(Enregistrements de pointage)
※ ※ ※

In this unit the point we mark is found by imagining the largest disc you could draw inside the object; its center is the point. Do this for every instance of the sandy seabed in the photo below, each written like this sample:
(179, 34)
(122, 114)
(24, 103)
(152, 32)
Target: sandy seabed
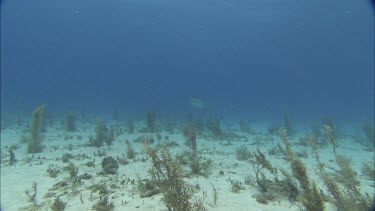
(123, 192)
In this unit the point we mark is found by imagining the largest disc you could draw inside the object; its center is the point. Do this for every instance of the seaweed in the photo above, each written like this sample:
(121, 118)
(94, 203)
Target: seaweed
(310, 196)
(58, 204)
(151, 121)
(103, 134)
(31, 194)
(167, 173)
(190, 134)
(130, 153)
(12, 157)
(34, 144)
(288, 124)
(243, 153)
(214, 126)
(368, 130)
(52, 171)
(70, 124)
(103, 204)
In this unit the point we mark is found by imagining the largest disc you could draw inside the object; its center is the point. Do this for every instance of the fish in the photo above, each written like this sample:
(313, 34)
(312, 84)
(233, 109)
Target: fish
(197, 102)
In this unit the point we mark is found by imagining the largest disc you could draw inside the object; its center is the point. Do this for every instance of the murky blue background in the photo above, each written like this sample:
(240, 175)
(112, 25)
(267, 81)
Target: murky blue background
(244, 58)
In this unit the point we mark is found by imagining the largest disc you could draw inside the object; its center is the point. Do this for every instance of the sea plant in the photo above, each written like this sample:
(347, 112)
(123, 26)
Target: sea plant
(103, 134)
(151, 121)
(12, 157)
(191, 136)
(70, 122)
(130, 153)
(288, 124)
(34, 144)
(167, 173)
(344, 185)
(368, 130)
(214, 126)
(310, 196)
(58, 205)
(31, 194)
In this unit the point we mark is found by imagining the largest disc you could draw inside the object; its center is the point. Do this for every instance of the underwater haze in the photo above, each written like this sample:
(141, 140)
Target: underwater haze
(187, 105)
(243, 58)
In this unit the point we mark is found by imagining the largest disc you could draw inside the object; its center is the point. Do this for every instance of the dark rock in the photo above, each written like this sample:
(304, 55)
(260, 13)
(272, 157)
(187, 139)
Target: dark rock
(109, 165)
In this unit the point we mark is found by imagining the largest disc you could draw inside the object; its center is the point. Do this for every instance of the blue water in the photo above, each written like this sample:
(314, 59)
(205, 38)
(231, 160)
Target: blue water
(244, 58)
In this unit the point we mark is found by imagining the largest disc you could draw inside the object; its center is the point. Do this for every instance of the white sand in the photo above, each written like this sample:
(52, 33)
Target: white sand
(19, 177)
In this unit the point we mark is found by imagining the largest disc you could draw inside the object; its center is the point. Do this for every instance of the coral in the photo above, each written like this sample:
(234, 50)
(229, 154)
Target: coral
(34, 144)
(109, 165)
(70, 124)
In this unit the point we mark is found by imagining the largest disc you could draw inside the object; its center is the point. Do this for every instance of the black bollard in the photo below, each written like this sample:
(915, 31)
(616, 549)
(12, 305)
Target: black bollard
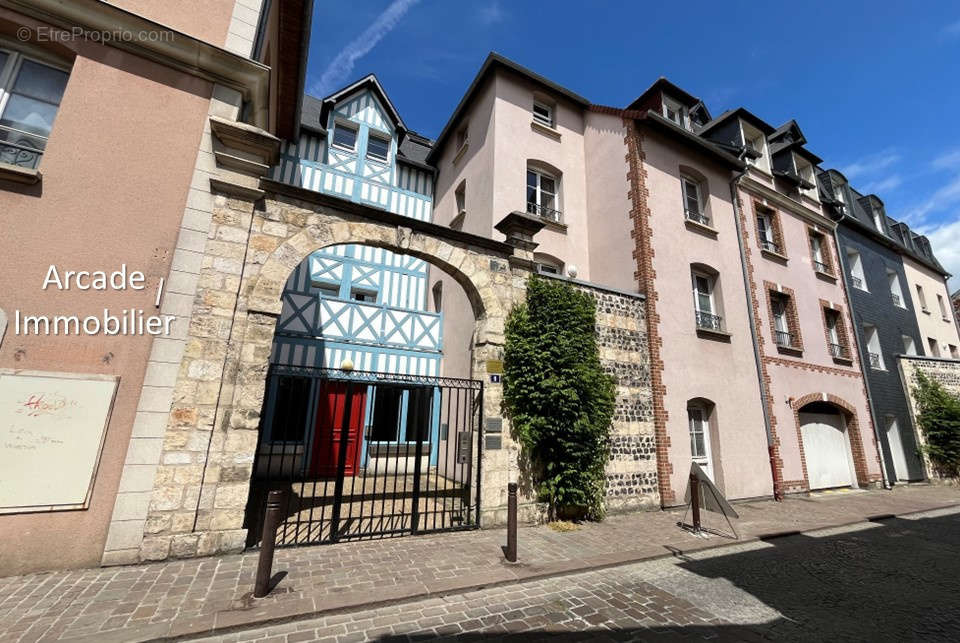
(268, 541)
(511, 551)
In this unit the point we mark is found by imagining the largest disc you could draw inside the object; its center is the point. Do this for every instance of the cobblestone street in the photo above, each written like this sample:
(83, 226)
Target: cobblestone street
(890, 580)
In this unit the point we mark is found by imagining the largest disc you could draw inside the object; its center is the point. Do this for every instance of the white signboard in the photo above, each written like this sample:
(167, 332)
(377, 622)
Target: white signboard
(52, 427)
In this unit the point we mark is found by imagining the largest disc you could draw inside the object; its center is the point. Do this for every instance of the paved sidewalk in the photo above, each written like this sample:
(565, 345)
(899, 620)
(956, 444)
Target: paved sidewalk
(198, 596)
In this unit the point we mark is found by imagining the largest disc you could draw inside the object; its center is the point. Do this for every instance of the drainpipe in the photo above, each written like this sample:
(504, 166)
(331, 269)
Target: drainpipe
(862, 353)
(734, 185)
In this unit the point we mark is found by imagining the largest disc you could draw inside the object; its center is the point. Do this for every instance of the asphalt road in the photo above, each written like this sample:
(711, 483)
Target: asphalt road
(892, 580)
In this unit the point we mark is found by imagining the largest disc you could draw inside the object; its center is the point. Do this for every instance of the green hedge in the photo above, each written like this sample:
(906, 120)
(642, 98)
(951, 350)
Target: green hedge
(938, 415)
(559, 400)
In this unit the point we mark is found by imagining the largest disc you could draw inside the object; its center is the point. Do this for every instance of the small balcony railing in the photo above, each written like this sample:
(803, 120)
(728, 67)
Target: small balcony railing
(708, 321)
(770, 246)
(696, 217)
(547, 213)
(20, 148)
(783, 338)
(839, 350)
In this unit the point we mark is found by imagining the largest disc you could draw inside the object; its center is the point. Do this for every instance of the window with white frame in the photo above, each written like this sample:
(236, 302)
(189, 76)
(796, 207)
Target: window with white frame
(693, 206)
(542, 194)
(30, 94)
(675, 112)
(756, 146)
(543, 113)
(706, 312)
(378, 147)
(873, 347)
(857, 277)
(895, 293)
(345, 136)
(909, 346)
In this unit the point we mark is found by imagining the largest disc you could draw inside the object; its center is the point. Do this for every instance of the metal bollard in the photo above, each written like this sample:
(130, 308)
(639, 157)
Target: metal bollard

※ ※ ※

Recopiez à l'identique l'ensemble des lignes ci-dessus, en omettant les images.

In this unit the point we mark is found by imagining the largest disc you could draw inside the object; its center is the point. Do this for every instance of the sandy seabed in the photo below, each written like this sample:
(179, 34)
(122, 114)
(24, 103)
(152, 32)
Target: sandy seabed
(123, 192)
In this unit the point we mark is found by imagining the largest disc you could draw inside the object; its center is the point. Do this for every instance of the seaweed in the photo above, each written like this sample:
(121, 118)
(94, 203)
Target: seaweed
(310, 196)
(58, 204)
(151, 121)
(103, 134)
(31, 194)
(167, 173)
(190, 134)
(130, 153)
(12, 157)
(34, 144)
(288, 124)
(243, 153)
(214, 126)
(368, 130)
(52, 171)
(70, 124)
(103, 204)
In this unit the point we mark is found by imagining the largest disc you could draw inside the object; its center is the point. Do this for every instance of the fish in the photo above, each written like this sample:
(313, 34)
(312, 84)
(233, 109)
Target: fish
(197, 102)
In this unit the point we mark is found by imagining the largest disc you could draw inside the object; its center is the point. Do this for every instance of the murky blue background in the photo above, each written like this sample:
(240, 175)
(112, 25)
(267, 81)
Target: murky blue background
(244, 58)
In this unit the point we mark is found by imagining the largest disc you could draw inside the object; its center is the point. Do this for every instance of the sea plant in the photo above, each written like this sample:
(347, 112)
(123, 26)
Target: sea plant
(103, 134)
(151, 121)
(12, 157)
(191, 136)
(70, 122)
(130, 153)
(288, 124)
(34, 144)
(167, 173)
(344, 185)
(368, 130)
(214, 126)
(310, 196)
(58, 205)
(31, 194)
In this unit the point we mark is found by imagining the largest disc you could draw inside the object; its center is the point. Do this for every instance of the underwater haze in the photo above, each written like this sample:
(141, 140)
Target: underwater haze
(187, 105)
(243, 58)
In this unit the point we mark is found by imagining the largest disc you could draw inside the object; its center is the point. Do this for every instance of the dark rock in the photo above, each written like this sample:
(304, 55)
(260, 13)
(272, 157)
(187, 139)
Target: dark rock
(109, 165)
In this unit the point we mark is found by imagining the largest disc you could draw inside the object; its center is the point. Do this for every instance of the blue water in the photo above, each written like this sample:
(314, 59)
(205, 38)
(231, 160)
Target: blue water
(244, 58)
In this unit the point we mark is found by imagining the largest disc you could draw inside the object; its center is the point. Do this for every instance of the white sand in the photo above, each written like this sample:
(52, 33)
Target: white sand
(19, 177)
In this unit the point we mark is found by imagining the largest disc you could draw inside the object; its center is the point. Do this for every instance of the coral in the photo above, each written like this sample:
(234, 50)
(229, 154)
Target: coral
(34, 144)
(109, 165)
(70, 124)
In this unit the point we mark is found by imagining the largest disc you could draw inside the object; its center is the point. Do this for every instance of the black bollard in the photo below, each written like this sample:
(915, 31)
(616, 549)
(12, 305)
Target: black bollard
(268, 541)
(511, 551)
In this unit the point we mark is found by imagining the largest disc you could draw inside the object; its center is the point. Do this for every instance of the cobblestone street in the photo above, each written like this sample:
(83, 226)
Target: cobblestone street
(890, 580)
In this unit the point we mark is found by imagining the largest disc you could draw inside the object; its center is the point. Do this for every instance of the white signboard in the photo above, each written like this sample:
(167, 332)
(377, 622)
Target: white signboard
(52, 427)
In this unit the point we mark is found by imagining the largest disc you could draw inside the object; its center is the point. Do this for every instance of the paved sidewalk in the photo above, each written like this sample:
(565, 345)
(899, 620)
(956, 444)
Target: paved sidewalk
(198, 596)
In this unit the point we mark is found by imagining the largest disc you could draw inside the object; its center is the point. Do this for every instance of the drainpipe in the photo above, each written like this sample:
(504, 166)
(331, 269)
Target: drainpipe
(862, 353)
(734, 185)
In this unit the point we mark is found by imagining the largest disc you could draw inside the object; its center is the point. Do this for every instance of the asphalt road in the photo above, each written like this sample:
(711, 483)
Target: asphalt road
(892, 580)
In this unit the point we mark is found by imagining the largest disc you could draw inside the object; its center is the point. Do this for every instance of the green hedge in the photo above, each written like this sample:
(906, 120)
(642, 98)
(951, 350)
Target: green hedge
(938, 415)
(559, 400)
In this unit the point we mark is found by imagining the largest disc you could draw inside the object; its center is the point. Do this for every instance of the small balcony railing in the photo above, each written like this sample:
(803, 120)
(728, 67)
Target: small balcony railing
(708, 321)
(770, 246)
(696, 217)
(547, 213)
(20, 148)
(783, 338)
(839, 350)
In this unit the point we mark is found by imagining the largest disc you could draw inside the object; its center is the point. Do this for every instance of the window with white frame in the photo above, each written like this sample:
(236, 302)
(189, 76)
(796, 207)
Target: window with white frame
(693, 206)
(542, 194)
(30, 94)
(675, 112)
(756, 146)
(543, 113)
(706, 312)
(378, 147)
(873, 347)
(857, 277)
(895, 293)
(345, 136)
(909, 346)
In this unit the point we mark is found by imagining the largest disc you could draw inside the object; its center is the point. Do this for every instance of the metal bollard in the photo above, each written like this sample:
(130, 308)
(639, 157)
Target: metal bollard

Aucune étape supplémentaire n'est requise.